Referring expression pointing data

[Start of section]

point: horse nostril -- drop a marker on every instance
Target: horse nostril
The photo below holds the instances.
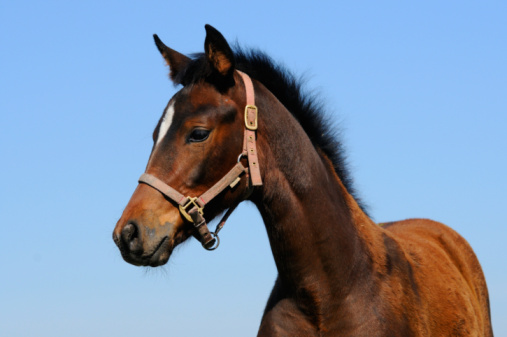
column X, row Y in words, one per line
column 130, row 237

[End of section]

◆ **WHAT YOU HAVE TO DO**
A verbatim copy of the data, pictures removed, is the expected result.

◆ **YOUR RESPONSE**
point: horse nostril -- drop a marker on every instance
Target: horse nostril
The photo below holds the instances.
column X, row Y in words, one per line
column 130, row 237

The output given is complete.